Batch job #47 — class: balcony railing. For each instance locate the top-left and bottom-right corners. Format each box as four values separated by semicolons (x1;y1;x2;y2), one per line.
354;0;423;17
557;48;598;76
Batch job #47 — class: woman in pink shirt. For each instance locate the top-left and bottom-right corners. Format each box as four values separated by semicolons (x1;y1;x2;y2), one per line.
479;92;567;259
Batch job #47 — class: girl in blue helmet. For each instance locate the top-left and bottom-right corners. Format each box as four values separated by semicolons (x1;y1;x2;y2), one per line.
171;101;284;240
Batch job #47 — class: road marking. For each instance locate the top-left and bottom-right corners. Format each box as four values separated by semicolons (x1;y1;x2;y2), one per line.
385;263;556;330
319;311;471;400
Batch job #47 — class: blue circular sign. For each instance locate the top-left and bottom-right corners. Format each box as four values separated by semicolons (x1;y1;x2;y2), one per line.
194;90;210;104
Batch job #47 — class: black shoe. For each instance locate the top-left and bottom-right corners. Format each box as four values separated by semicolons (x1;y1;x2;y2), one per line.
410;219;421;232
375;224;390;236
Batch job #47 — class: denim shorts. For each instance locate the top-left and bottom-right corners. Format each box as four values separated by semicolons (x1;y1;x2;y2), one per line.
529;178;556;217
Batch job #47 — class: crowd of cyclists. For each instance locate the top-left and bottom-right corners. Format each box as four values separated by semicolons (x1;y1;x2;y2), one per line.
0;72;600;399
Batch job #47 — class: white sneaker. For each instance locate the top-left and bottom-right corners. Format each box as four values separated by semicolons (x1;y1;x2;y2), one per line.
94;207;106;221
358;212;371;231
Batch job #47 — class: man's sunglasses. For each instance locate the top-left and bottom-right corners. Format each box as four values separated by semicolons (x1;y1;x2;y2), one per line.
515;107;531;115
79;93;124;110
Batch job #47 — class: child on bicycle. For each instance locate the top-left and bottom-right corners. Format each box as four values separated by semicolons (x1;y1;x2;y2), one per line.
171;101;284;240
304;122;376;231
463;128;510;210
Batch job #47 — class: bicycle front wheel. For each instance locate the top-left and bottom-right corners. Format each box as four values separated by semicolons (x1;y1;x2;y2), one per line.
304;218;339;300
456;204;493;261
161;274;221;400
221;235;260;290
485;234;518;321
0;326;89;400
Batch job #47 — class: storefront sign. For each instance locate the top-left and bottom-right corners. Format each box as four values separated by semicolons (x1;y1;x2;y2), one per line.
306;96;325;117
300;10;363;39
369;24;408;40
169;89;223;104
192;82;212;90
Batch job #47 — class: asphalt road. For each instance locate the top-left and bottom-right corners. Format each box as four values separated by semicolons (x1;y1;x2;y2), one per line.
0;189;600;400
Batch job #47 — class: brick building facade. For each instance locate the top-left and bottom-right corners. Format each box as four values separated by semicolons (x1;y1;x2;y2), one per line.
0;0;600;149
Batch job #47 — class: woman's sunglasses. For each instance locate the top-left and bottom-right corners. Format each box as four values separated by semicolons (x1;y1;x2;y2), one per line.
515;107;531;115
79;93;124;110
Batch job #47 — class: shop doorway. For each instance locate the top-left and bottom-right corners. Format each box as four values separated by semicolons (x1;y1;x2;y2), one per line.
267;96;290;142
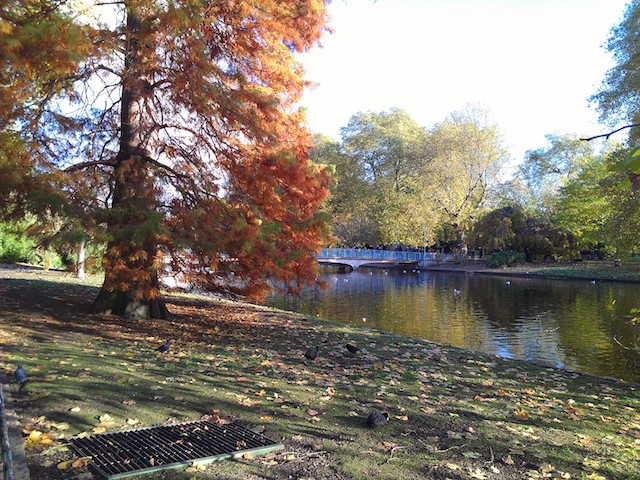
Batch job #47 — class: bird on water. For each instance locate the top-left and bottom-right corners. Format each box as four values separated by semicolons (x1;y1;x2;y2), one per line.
304;347;320;360
156;340;172;353
367;412;389;428
13;365;27;387
344;343;360;353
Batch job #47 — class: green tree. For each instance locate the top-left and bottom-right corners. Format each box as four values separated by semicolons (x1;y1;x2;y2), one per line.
518;135;593;219
338;109;434;245
591;0;640;191
311;135;380;246
0;0;336;317
421;106;508;255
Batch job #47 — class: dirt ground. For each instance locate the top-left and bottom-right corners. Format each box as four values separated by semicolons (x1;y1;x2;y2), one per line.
0;266;640;480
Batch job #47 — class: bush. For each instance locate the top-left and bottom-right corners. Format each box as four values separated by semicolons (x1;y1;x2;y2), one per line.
0;223;38;263
487;250;525;268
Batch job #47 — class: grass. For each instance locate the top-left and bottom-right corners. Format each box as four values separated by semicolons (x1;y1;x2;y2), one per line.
0;269;640;480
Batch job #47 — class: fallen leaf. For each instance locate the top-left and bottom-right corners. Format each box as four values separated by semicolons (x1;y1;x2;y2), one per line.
71;457;91;468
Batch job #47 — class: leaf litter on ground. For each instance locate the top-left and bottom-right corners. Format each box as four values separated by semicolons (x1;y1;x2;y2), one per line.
0;268;640;479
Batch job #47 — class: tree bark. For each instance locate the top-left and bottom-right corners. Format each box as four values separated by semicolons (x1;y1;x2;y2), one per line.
91;5;170;319
76;240;85;280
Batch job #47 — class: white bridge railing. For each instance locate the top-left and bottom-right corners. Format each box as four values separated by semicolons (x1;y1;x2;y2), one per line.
319;248;453;263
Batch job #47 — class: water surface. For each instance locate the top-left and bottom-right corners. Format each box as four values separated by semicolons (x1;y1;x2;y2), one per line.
268;269;640;381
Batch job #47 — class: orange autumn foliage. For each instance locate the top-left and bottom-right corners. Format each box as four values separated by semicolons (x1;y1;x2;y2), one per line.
0;0;336;317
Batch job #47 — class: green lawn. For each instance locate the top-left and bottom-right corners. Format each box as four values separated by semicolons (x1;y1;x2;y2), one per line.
0;269;640;480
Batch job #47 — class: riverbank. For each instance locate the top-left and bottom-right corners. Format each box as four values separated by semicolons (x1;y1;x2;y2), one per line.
421;261;640;282
0;269;640;480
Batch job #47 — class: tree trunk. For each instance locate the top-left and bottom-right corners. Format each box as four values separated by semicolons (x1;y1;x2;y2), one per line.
91;5;170;319
76;240;85;280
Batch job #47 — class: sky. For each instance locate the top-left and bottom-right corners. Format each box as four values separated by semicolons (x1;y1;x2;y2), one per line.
300;0;630;169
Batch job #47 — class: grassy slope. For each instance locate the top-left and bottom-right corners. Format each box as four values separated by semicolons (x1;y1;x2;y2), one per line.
0;270;640;480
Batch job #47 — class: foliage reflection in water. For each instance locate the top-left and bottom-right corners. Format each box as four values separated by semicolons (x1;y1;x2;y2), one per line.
268;269;640;381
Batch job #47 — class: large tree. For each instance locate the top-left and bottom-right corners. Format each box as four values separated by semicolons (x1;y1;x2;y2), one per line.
338;108;434;245
0;0;329;317
517;134;594;219
423;105;508;255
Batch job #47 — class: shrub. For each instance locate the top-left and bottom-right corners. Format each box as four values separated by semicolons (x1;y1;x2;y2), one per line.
0;224;37;263
487;250;525;268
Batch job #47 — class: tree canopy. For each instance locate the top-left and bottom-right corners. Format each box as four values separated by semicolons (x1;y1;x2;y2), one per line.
0;0;329;317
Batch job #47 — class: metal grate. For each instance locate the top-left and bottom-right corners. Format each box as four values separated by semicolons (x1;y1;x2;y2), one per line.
69;421;283;480
0;384;14;480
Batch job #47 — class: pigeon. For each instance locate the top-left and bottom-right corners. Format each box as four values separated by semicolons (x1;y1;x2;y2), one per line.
156;340;171;353
304;347;320;360
367;412;389;428
13;365;27;387
344;343;360;353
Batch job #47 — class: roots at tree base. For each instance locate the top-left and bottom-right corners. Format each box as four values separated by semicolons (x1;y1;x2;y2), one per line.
89;287;171;320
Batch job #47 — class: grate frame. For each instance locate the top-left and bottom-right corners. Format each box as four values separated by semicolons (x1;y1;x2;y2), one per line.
68;420;284;480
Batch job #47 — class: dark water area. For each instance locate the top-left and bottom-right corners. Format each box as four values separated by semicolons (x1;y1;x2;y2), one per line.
268;269;640;382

YOUR GOAL: Rewrite every row above, substituting "Batch job #48" for each occurrence of "Batch job #47" and keeping everything else the same. Omit the pictures from your answer.

REPLY TO THE TASK:
Batch job #48 — class: balcony railing. For each instance locate the top-left and bottom-right corners. Format each box as four values separated by semicolons (x1;y1;x2;y2), one per line.
354;0;423;17
557;48;598;76
Batch job #48 — class: woman in pink shirt. For each instance locate the top-left and bottom-right corners. Format each box as four values separated by semicolons (x1;y1;x2;y2), one per line.
479;92;567;259
Batch job #48 — class: girl in blue helmet. For each instance locate the top-left and bottom-right corners. Format each box as four values separated by semicolons (x1;y1;x2;y2), one per line.
171;101;284;240
Batch job #48 — class: road marking. For each instance locate the top-left and bottom-right corners. Format each box as four values separated by semicolons (x1;y1;x2;y2), one per line.
385;263;556;330
319;311;471;400
Batch job #48 — class: blue circular sign. For each instance locate the top-left and bottom-right corners. Format each box as four values separated by semicolons (x1;y1;x2;y2), one per line.
194;90;210;104
Batch job #48 — class: black shoe. For each instance locate the top-left and bottom-right corners. Format each box as four values separated by semicolons (x1;y1;x2;y2), one per line.
410;219;421;232
375;224;390;236
Batch job #48 — class: denim shorts. For each instance locate the top-left and bottom-right corners. Format each box as four values separated by semicolons (x1;y1;x2;y2), one per line.
529;178;556;217
Batch job #48 — class: crowd of cyclists. For each instance locate the top-left and bottom-right corners. Format each box as four values separated by semicolons (x1;y1;x2;y2), one per line.
0;72;600;399
Batch job #48 — class: white sneaker. For each instance locate the top-left and bottom-right corners. Format each box as four values separated by semicolons (x1;y1;x2;y2), one per line.
94;207;106;221
358;212;371;231
Batch job #48 — class: man's sunglasses. For each instance locate the top-left and bottom-right corners. Format each box as four values separated by semicolons (x1;y1;x2;y2), one per line.
515;107;531;115
79;93;124;110
Batch job #48 — class: child on bicycle. For each instance locate the top-left and bottom-right corners. Format each box as four values separated by semicolons (x1;y1;x2;y2), one per line.
171;101;284;240
304;122;376;231
463;128;510;210
Batch job #48 — class: bicycle front wheel. For each instance locate the top-left and bottom-right corners. Format each box as four values separated by semicolons (x1;y1;x2;y2), one per line.
304;218;339;300
456;204;493;261
161;274;221;400
221;235;260;290
485;234;518;321
0;326;89;400
Batch job #48 — class: storefront sign. For each instance locate the top-left and bottom-right corners. Format each box as four values separated by semicolons (x1;y1;x2;y2), one per line.
306;96;325;117
300;10;363;39
369;24;408;40
169;89;223;104
192;82;212;90
Batch job #48 — class: asphalt road. For each instance locate the top-left and bottom-right corners. Format each box as four values separated by semicolons (x1;y1;x2;y2), one per line.
0;189;600;400
Batch job #48 — class: brick building facade. For each instance locate the top-left and bottom-right corners. Format each box as four values separated by semicolons (x1;y1;x2;y2), one per line.
0;0;600;149
Batch job #48 — class: woman's sunglasses. For each instance locate the top-left and bottom-right corners. Format each box as four values separated by semicolons (x1;y1;x2;y2), one per line.
515;107;531;115
79;93;124;110
Batch job #48 — class: shop doorway. For each instance locate the top-left and bottom-right corners. Format each box as four values separated by semicolons (x1;y1;x2;y2), one per line.
267;96;290;142
Batch job #48 — class: bird on water. For each instance locate the top-left and bottom-right corners. Format each box as four values separated by semicolons (x1;y1;x2;y2), one per line.
304;347;320;360
156;340;172;353
367;412;389;428
13;365;27;387
344;343;360;353
Batch job #48 — class: green tree. For each instance locate the top-left and bottom-right corners. Format each box as four values separated by semicolons (x1;y1;x2;y2), one per line.
518;135;593;219
338;109;434;245
591;0;640;191
311;135;380;246
0;0;336;317
421;106;508;255
Batch job #48 — class: dirt ground. For each instance locate the top-left and bottom-right corners. Format each box as four values separated by semicolons (x1;y1;x2;y2), one per line.
0;266;640;480
Batch job #48 — class: bush. For each instance locate the top-left and bottom-right corners. Format each box as four values separated by semicolons (x1;y1;x2;y2), one per line.
0;223;38;263
487;250;525;268
Batch job #48 — class: grass. For each instance locate the top-left and bottom-right corners. Format each box as four values separated by semicolons (x1;y1;x2;y2), one per line.
0;269;640;480
Batch job #48 — class: fallen leaf. For each instance locate the top-left and bottom-right corners. Format each box as four values separated by semicolons (x1;y1;x2;y2), one per line.
71;457;91;468
Batch job #48 — class: leaf litter on ground. For each instance locate the top-left and bottom-right corners. Format each box as four values separated by semicolons (x1;y1;x2;y2), one per line.
0;268;640;479
Batch job #48 — class: tree bark. For each instance locate the top-left and bottom-right corners. Format each box as four values separated by semicolons (x1;y1;x2;y2), one per line.
91;5;170;319
76;240;85;280
Batch job #48 — class: white bridge railing. For each instance locate the top-left and bottom-right corners. Format each box as four values separated by semicolons (x1;y1;x2;y2), one per line.
319;248;453;263
Batch job #48 — class: water surface. For each instance locate the top-left and bottom-right corners. Format each box as four values separated by semicolons (x1;y1;x2;y2), one per line.
268;269;640;381
Batch job #48 — class: orange autumn foliage. For each instance locate the top-left and bottom-right corners. Format each box as four values separated by semicolons (x1;y1;x2;y2), one per line.
0;0;336;317
Batch job #48 — class: green lawn. For each instance locate the top-left and bottom-right corners. Format each box as four values separated by semicolons (x1;y1;x2;y2), one per line.
0;269;640;480
Batch job #48 — class: riverbank. For each instance locate the top-left and bottom-right corners. Format each box as four values separated by semicolons (x1;y1;x2;y2), one per line.
421;261;640;282
0;269;640;480
Batch job #48 — class: tree trunk. For each instance locate the top-left and bottom-right corners. Format each box as four values separated by semicolons (x1;y1;x2;y2), one per line.
91;5;170;319
76;240;85;280
Batch job #48 — class: sky. For each instance locate the top-left and bottom-right corners. Format each box as four values separated by semicolons (x1;y1;x2;y2), one per line.
300;0;630;169
Batch job #48 — class: grassy slope. For each instance locate the top-left and bottom-right corners. Format each box as four values separated by semicolons (x1;y1;x2;y2), one per line.
0;270;640;480
Batch job #48 — class: foliage reflection in water. For each instance locate the top-left and bottom-right corners. Format each box as four values separated by semicolons (x1;y1;x2;y2), one per line.
268;269;640;381
Batch job #48 — class: large tree. For each instance locate the top-left and bottom-right corners. Format each box as four values separated by semicolons (x1;y1;x2;y2), one per line.
338;108;434;245
0;0;329;317
517;134;594;219
423;105;508;255
Batch job #48 — class: shrub. For each instance locate the top-left and bottom-right corners. Format each box as four values separated by semicolons (x1;y1;x2;y2), one per line.
0;224;37;263
487;250;525;268
Batch job #48 — class: tree canopy. For each instance locate the top-left and bottom-right corners. Format each box as four values separated by semicolons (x1;y1;x2;y2), one per line.
0;0;329;317
Batch job #48 — class: metal grate. For each instance locate the top-left and bottom-right corners. Format each box as four values separated by semicolons (x1;y1;x2;y2), one per line.
69;421;283;480
0;384;14;480
Batch job #48 — class: pigeon. For each instance locate the top-left and bottom-right corners. Format each box as four values separated by semicolons (x1;y1;x2;y2), one per line.
156;340;171;353
304;347;320;360
367;412;389;428
13;365;27;387
344;343;360;353
Batch job #48 — class: roots at tree base. For each instance locate the top-left and bottom-right corners. Format each box as four values separated by semicolons (x1;y1;x2;y2), one per line.
89;287;171;320
Batch job #48 — class: grate frame. For each instance locate the top-left and bottom-right corners. Format each box as four values separated by semicolons (x1;y1;x2;y2), one per line.
68;420;284;480
Batch job #48 — class: dark water area. For each instance locate the top-left and bottom-right corners. Format each box as four values separated by semicolons (x1;y1;x2;y2), one per line.
268;269;640;382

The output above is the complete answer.